### OBJECTIF FIXÉ A
Dans le récit de voyage au Cambodge, quel prix l'homme venu à la fenêtre demande-t-il pour aller jusqu'à la capitale ?
### OBJECTIF FIXÉ B
Reprenez mot pour mot le passage du récit de voyage au Cambodge qui va de "Et surtout, ils" à "les détrousser allègrement.".
### OBJECTIF FIXÉ C
Poursuivez le récit de voyage au Cambodge à partir de sa dernière phrase.

### TEXTE EXTRAIT
Et surtout, ils sont Français, et ça se voit, à un point inimaginable. Ils sont déjà en train de râler sur tout, et la suite va les déchaîner. Nous arrivons enfin à Stung Treng, enfin presque : alors que nous espérions ardemment la station de bus, nous arrivons devant un restaurant où une cinquantaine de touristes aux yeux froncés par l'énervement et l'attente dégustent des plats hors-de-prix. Variation cambodgienne du restaurant "ami" devant lequel se pose le bus : on pose les touristes loin de tout, ils ont faim, ne savent pas où trouver d'autre bus ou au moins un restaurant, ils sont captifs, on peut donc les détrousser allègrement.
Dès notre arrivée, un homme se précipite de nulle part à notre fenêtre, et nous demande où nous allons. Les Français vont à Kratie, sur le chemin de Phnom Penh. Le type nous raconte une histoire drôle : "j'ai un bus, pas celui de cette compagnie, un bus à moi, moins cher, je vous emmène à Kratie ou Phnom Penh". Pour la capitale, le prix est de 8$, la moitié presque du prix précédent. Le type nous dit que le bus arrive, on verra ça va être super. Au bout de quelques minutes, nous lui demandons quel est son bus, il nous montre celui bondé de touristes, qui était déjà à la frontière. Franche rigolade de notre part : en 30 minutes, les prix ont été divisés par deux. Le type ne cache plus son subterfuge, et va discuter avec le sosie d'Adolf Hitler cambodgien à lunettes. Nous acceptons d'aller jusqu'à Kratie avec les Français, qui insistent pour avoir un minibus à eux plutôt que le bus qui, de toute façon, est plein comme un oeuf.

### DONNÉES FOURNIES
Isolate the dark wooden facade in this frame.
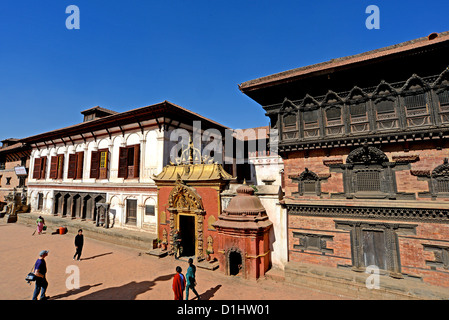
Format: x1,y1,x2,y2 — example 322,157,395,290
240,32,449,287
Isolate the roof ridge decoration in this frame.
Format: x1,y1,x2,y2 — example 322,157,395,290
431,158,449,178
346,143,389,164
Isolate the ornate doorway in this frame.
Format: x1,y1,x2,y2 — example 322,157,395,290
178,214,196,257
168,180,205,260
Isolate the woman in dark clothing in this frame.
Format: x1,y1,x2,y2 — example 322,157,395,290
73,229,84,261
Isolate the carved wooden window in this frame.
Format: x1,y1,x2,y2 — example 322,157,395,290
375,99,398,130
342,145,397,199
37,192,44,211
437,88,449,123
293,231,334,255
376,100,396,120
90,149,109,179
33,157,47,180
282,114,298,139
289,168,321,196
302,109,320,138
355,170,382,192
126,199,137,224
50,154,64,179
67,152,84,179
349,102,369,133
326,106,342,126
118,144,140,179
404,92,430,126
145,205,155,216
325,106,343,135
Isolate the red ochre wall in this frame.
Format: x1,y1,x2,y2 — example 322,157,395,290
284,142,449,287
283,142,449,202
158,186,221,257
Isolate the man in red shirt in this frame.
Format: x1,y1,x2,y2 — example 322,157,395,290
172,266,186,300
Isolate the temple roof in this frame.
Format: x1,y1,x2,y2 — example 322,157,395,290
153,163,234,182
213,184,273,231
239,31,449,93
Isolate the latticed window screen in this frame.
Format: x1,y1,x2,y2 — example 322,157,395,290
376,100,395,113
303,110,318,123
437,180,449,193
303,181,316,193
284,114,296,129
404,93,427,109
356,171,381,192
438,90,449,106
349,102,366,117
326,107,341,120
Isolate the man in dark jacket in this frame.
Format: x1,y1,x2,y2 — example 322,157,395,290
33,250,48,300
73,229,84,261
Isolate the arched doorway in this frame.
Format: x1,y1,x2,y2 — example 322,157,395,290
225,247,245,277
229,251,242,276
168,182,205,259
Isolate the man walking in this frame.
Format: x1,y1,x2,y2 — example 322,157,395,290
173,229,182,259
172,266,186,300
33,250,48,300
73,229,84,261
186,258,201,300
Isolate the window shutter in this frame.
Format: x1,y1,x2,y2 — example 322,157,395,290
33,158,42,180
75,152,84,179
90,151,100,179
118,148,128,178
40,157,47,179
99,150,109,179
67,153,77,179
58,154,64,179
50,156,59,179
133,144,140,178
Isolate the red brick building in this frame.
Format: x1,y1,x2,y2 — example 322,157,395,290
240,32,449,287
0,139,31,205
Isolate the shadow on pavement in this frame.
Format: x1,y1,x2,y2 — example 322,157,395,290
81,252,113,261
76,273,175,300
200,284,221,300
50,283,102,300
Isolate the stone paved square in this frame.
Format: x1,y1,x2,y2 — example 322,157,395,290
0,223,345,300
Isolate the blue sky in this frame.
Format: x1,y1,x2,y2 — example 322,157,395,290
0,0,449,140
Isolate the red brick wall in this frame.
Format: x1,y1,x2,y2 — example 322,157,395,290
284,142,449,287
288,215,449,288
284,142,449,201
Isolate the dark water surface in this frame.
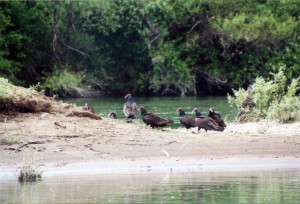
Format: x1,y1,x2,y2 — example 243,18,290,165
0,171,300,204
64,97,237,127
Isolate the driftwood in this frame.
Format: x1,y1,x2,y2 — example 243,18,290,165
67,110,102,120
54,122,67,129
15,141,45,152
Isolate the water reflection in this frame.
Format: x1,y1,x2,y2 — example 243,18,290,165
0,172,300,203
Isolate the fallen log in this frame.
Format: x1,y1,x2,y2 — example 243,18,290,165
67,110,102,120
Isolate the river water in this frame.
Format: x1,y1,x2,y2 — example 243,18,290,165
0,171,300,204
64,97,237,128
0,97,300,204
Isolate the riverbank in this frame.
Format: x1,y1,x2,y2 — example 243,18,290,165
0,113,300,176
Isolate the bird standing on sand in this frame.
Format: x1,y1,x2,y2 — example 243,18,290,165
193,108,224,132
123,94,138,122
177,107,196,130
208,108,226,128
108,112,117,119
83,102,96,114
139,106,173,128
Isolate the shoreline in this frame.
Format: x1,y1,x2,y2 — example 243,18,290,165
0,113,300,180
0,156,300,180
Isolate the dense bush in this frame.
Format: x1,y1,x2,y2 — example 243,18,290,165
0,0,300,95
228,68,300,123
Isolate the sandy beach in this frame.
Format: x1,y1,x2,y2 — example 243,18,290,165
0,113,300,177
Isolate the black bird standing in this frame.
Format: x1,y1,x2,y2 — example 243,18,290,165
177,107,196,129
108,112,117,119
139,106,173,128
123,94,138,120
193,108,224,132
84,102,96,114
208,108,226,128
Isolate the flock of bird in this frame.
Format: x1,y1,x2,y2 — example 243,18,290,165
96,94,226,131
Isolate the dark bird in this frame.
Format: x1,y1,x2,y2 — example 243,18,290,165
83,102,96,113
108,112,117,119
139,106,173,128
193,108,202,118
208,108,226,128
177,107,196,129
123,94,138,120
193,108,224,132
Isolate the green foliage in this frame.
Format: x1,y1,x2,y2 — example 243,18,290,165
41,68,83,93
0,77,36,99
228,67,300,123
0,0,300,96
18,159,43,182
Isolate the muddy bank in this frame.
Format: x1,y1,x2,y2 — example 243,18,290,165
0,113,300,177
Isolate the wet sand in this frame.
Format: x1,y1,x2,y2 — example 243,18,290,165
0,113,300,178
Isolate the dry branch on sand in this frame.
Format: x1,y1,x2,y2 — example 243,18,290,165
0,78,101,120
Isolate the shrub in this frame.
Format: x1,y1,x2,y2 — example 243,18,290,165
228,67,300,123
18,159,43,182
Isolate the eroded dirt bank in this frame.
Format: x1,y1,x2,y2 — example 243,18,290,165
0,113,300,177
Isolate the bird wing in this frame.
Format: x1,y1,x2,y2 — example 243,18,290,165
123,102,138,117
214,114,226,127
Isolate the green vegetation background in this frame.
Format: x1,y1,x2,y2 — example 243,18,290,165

### RÉSULTAT A
Il demande 8 $, soit presque la moitié du prix précédent.

### RÉSULTAT B
Et surtout, ils sont Français, et ça se voit, à un point inimaginable. Ils sont déjà en train de râler sur tout, et la suite va les déchaîner. Nous arrivons enfin à Stung Treng, enfin presque : alors que nous espérions ardemment la station de bus, nous arrivons devant un restaurant où une cinquantaine de touristes aux yeux froncés par l'énervement et l'attente dégustent des plats hors-de-prix. Variation cambodgienne du restaurant "ami" devant lequel se pose le bus : on pose les touristes loin de tout, ils ont faim, ne savent pas où trouver d'autre bus ou au moins un restaurant, ils sont captifs, on peut donc les détrousser allègrement.

### RÉSULTAT C
Wait wait wait
Le monsieur nous dit d'attendre. Attendre quoi ? Personne ne veut manger dans ce restaurant qui sent l'arnaque et le poisson congelé. Silence gêné d'Adolf, puis Les autres passagers ! Nous lui montrons que nous sommes tous là. Nous attendons le chauffeur. Nous retrouvons ce dernier en train de ronfler sur sa table. Les Français, décidés à bien représenter la réputation nationale de gros râleurs, font un scandale, et le minibus repart.
Premiers contacts
Quelques heures passent, à rouler au milieu d'une plate campagne plutôt verte. Affleurent sur la route des milliers de portraits des 3 dirigeants du Parti Communiste, qui partagent la tête du pays avec les Royalistes, et partout des panneaux indiquant que telle maison ou tel quartier est fidèle soit au Parti du Peuple Cambodgien (communistes), soit au FUNCINPEC (royalistes), soit au Sam Rainsy Parti (seule véritable opposition démocratique, assez puissante cependant). Nous atteignons enfin Kratie, petite ville calme, où nous retrouvons l'inénarrable bus pour Phnom Penh, encore une fois stationné devant une guest-house amie, qui comme par hasard sert aussi des repas et des boissons. Nous fonçons à la "station de bus" du coin, pour remarquer que le Hitler cambodgien n'avait pas tort : aucun bus ne part plus vers PP, à part des taxis collectifs et des minivans. Autant reprendre le bus. La chaleur nous étrangle tellement que nous cédons à l'appel du restaurant ami, et prenons un coca et une délicieuse noix de coco fraîche.
Nous payons le ticket, un peu déçus que le prix du voyage n'ait pas encore une fois été divisé par deux, et nous asseyons au milieu des autres touristes : nous avons changé 3 fois de bus, pas mal négocié, mais nous avons gardé notre indépendance et surtout payé le vrai prix, à la cambodgienne. Pour une fois, nous n'avons pas (trop) fait n'importe quoi !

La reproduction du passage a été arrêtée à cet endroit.